# [Extracto de página]
#####
Primero fueron las imágenes en blanco y negro de un hombre diminuto en una casa de muñecas, escondiéndose de un gato. Años más tarde, el libro de Matheson. Un centímetro cada cuatro días, es lo que mengua Scott Carey. Se sabe en una carrera hacia el cero, la nada matemática, una carrera donde se presentan aquellos mundos invisibles que habitan a nuestro alrededor, donde pasamos de dominadores a presas, y, al final, volvemos a ser exploradores y pioneros en aquellos submundos a los que no teníamos acceso. El hombre menguante, como La máquina del tiempo, es una de mis historias refugio, la reflexión sobre nuestra percepción de la realidad que nos rodea y la pregunta sobre lo invisible.


Como otra mañana cualquiera, sus párpados se alzaron. Sus ojos se abrieron. Permaneció un momento con la mirada perdida en el vacío y la mente todavía embotada por el sueño. Después se acordó de todo, y su corazón pareció dejar de latir.
Con un gruñido de asombro, se incorporó bruscamente y miró a su alrededor con incredulidad, mientras una sola palabra repiqueteaba en su cerebro:
«¿Dónde?»
Alzó los ojos hacia el cielo, pero no había cielo: sólo una gran extensión azul, como si el cielo se hubiera roto, extendido, comprimido y llenado de gigantescos agujeros, a través de los cuales penetraba la luz.
Su mirada incrédula y asombrada abarcó lentamente lo que le rodeaba. Parecía encontrarse en una vasta e interminable caverna. La caverna finalizaba a pocos metros de él y allí empezaba la luz. Se levantó apresuradamente y descubrió que estaba desnudo. ¿Dónde se hallaba la esponja?
Volvió a levantar los ojos hacia la gran cúpula azul. Ésta se extendía en la lejanía centenares de metros. Era el trozo de esponja que le había servido de abrigo.
Se sentó pesadamente y se examinó con detenimiento. Era el mismo. Se tocó. Sí, el mismo. Pero ¿cuánto había menguado durante la noche?
#####
# [Comprueba tu comprensión]
**A.** Responde según el texto sobre El hombre menguante:
(i) ¿Cuánto mengua Scott Carey y cada cuánto tiempo?
(ii) ¿Qué otra historia se menciona junto a El hombre menguante como historia refugio?
(iii) ¿Qué era la gran cúpula azul hacia la que él vuelve a levantar los ojos?
**B.** Sigue escribiendo el texto sobre El hombre menguante a partir de la pregunta con la que termina.
#####
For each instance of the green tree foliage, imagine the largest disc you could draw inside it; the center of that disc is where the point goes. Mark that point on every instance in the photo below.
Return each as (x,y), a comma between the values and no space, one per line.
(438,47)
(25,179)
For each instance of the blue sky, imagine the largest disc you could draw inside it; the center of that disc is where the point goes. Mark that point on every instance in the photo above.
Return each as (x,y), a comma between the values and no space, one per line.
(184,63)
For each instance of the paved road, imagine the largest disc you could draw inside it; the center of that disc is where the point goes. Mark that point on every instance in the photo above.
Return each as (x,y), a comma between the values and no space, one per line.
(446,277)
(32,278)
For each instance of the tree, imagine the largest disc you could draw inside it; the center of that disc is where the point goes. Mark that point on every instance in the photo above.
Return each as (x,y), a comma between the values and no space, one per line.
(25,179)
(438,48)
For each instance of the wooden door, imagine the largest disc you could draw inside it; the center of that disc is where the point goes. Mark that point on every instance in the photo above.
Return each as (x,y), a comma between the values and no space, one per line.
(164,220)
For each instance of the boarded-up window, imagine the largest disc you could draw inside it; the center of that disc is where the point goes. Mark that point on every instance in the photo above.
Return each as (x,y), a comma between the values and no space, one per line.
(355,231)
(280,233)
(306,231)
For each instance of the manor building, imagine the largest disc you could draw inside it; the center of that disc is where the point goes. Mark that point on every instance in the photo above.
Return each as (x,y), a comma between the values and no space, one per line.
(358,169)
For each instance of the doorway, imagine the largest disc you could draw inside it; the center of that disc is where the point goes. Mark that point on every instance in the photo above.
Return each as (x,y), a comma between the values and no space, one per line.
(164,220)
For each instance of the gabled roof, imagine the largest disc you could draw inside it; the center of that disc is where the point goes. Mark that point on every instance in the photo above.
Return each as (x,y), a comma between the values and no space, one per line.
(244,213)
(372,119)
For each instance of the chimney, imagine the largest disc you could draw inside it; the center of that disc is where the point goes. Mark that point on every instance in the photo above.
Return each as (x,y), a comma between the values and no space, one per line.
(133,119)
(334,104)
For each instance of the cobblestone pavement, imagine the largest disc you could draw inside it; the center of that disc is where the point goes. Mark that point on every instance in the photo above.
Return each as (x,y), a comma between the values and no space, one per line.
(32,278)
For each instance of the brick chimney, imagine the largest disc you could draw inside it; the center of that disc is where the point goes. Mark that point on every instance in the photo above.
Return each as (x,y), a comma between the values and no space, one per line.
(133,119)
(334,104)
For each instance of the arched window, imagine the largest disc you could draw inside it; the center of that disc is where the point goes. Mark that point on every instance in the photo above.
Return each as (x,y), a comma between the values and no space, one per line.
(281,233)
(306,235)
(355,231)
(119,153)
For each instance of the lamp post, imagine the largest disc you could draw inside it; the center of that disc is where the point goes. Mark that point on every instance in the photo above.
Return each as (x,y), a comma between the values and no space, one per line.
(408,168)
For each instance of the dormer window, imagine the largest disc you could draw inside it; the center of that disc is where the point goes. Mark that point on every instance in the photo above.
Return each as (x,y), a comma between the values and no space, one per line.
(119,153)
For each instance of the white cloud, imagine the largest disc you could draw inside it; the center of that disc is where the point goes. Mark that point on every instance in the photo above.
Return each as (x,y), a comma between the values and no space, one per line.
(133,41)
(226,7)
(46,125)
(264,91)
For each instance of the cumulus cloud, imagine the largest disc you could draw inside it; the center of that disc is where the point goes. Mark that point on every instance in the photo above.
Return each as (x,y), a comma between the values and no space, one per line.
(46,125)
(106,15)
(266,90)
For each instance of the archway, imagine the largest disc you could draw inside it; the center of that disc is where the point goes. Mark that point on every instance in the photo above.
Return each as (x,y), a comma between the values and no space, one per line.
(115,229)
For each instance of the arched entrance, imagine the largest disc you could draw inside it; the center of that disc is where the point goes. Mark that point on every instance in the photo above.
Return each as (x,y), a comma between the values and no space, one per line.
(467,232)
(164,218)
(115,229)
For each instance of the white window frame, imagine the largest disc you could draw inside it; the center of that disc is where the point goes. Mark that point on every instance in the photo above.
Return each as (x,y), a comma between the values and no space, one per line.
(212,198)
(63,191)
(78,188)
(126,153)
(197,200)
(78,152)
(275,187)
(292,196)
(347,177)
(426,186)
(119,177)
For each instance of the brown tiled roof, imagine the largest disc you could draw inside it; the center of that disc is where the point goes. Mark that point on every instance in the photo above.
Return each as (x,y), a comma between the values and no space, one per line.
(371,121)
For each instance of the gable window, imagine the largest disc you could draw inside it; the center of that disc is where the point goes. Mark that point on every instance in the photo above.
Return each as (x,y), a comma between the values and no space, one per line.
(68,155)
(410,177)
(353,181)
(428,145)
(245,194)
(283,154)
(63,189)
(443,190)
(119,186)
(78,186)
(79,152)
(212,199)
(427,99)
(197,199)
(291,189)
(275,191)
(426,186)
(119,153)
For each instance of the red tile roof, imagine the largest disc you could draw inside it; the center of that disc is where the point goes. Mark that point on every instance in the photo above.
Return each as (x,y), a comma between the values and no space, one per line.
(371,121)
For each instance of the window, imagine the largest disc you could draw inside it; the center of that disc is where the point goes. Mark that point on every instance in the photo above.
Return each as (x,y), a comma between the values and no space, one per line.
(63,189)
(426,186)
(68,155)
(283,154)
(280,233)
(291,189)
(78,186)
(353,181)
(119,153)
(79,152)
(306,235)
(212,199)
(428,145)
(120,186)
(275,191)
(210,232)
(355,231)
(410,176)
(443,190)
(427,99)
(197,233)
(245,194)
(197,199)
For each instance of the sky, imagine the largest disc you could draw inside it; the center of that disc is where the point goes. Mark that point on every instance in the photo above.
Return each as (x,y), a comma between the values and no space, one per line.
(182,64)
#####
# [Respuestas]
**A.**
(i) Un centímetro cada cuatro días.
(ii) La máquina del tiempo.
(iii) El trozo de esponja que le había servido de abrigo.

**B.**
Recordó que la noche anterior estaba acostado sobre un lecho de hojas. Bajó la mirada. Se hallaba sentado en una vasta llanura de manchones amarillos y pardos. Grandes caminos salían de una gigantesca avenida y se perdían en la lejanía.
Estaba sentado encima de las hojas.
Meneó la cabeza con estupefacción.
¿Cómo podía ser menos que nada?
De repente, se le ocurrió una idea. La noche anterior había alzado la mirada hacia el universo exterior. Así pues, debía haber también un universo interior. Quizá varios.
Volvió a levantarse. ¿Cómo era posible que nunca se le hubiese ocurrido pensar en ello, en los mundos microscópicos y submicroscópicos? Siempre había sabido que existían. Sin embargo, nunca estableció la evidente relación. Siempre había pensado en términos del propio mundo del hombre, y de las propias dimensiones limitadas del hombre. Había hecho suposiciones acerca de la naturaleza. Porque el milímetro era un concepto humano, no un concepto de la naturaleza. Para el hombre, cero milímetros significaba «nada». El cero significaba la nada.
Pero para la naturaleza no existía el cero. La existencia se sucedía en interminables círculos. En aquel momento le pareció muy sencillo. Nunca desaparecería, porque en el universo la no existencia carecía de sentido.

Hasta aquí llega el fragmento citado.